▸ WORK INSTRUCTIONS: Restate the entries below verbatim.

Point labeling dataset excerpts
****************************************
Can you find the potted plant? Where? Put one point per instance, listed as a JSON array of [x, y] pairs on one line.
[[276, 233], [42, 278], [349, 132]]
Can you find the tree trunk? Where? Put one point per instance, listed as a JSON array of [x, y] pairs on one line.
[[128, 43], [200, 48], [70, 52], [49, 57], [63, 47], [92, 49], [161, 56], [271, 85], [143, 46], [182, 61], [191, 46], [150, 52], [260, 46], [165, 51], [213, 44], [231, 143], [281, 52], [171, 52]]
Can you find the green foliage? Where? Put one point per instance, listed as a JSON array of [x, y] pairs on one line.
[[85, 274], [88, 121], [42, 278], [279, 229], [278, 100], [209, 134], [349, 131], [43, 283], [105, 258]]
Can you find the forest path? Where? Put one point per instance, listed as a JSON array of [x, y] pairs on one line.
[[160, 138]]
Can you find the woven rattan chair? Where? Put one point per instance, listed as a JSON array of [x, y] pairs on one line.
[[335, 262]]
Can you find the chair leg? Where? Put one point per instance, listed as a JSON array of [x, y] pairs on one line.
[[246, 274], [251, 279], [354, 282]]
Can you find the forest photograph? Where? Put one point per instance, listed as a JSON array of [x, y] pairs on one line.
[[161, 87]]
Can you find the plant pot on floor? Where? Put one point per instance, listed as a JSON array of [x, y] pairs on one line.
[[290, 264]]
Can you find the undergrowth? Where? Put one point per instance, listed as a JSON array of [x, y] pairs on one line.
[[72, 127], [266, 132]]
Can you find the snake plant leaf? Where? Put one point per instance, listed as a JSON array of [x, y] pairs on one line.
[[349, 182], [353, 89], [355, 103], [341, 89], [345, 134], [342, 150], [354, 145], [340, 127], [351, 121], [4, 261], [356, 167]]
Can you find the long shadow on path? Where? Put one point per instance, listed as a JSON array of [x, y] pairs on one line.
****************************************
▸ ANSWER:
Can you find the potted plant? Where? Put one point per instance, listed as a JSON array of [x, y] pairs on one line.
[[276, 233], [42, 278], [349, 132]]
Can you find the tree trunk? Where? Put one point per instance, listed as a JSON array of [x, y] pairs on one line.
[[128, 43], [200, 48], [70, 52], [49, 57], [63, 47], [92, 49], [161, 56], [271, 85], [143, 46], [182, 61], [191, 46], [150, 52], [260, 46], [165, 51], [213, 44], [231, 143], [281, 52], [171, 52]]
Can you find the green foliage? Where? Put one point per instance, listed as a JSON array of [x, y] pairs on one line.
[[85, 274], [88, 121], [42, 278], [279, 229], [278, 100], [209, 134], [349, 131], [43, 283], [105, 258]]
Can you find the forest path? Where? Put one point per instance, listed as a JSON array of [x, y] pairs on one line.
[[160, 138]]
Can you find the woven rattan chair? Where? Put one point per instance, listed as a JSON array of [x, y] pairs on one line.
[[335, 262]]
Can you find the chair leg? Where? Put one point per instance, listed as a JSON array of [x, y] pairs on one line.
[[246, 274], [251, 279], [354, 282]]
Can you find the forest photograph? Where? Put one point per instance, listed as a JSON array of [x, y] pairs on one line.
[[161, 87]]
Can you find the plant pot on floor? Where? Put one point per instance, listed as a JSON array of [x, y] pairs on one line.
[[290, 264]]
Can you find the undergrowth? Where? Put one point per instance, listed as a JSON array of [x, y] pairs on one line.
[[72, 127], [266, 132]]
Can you find the snake plant leaf? Where? Put one point per instance, listed as a JSON array of [x, y] pairs on one line.
[[349, 182], [353, 89], [355, 103], [341, 89], [345, 134], [342, 150], [354, 145], [340, 127], [351, 121], [4, 261], [356, 167]]
Can you find the long shadow on path? Where? Put one point per instance, listed as a JSON array of [x, y] pairs on one line.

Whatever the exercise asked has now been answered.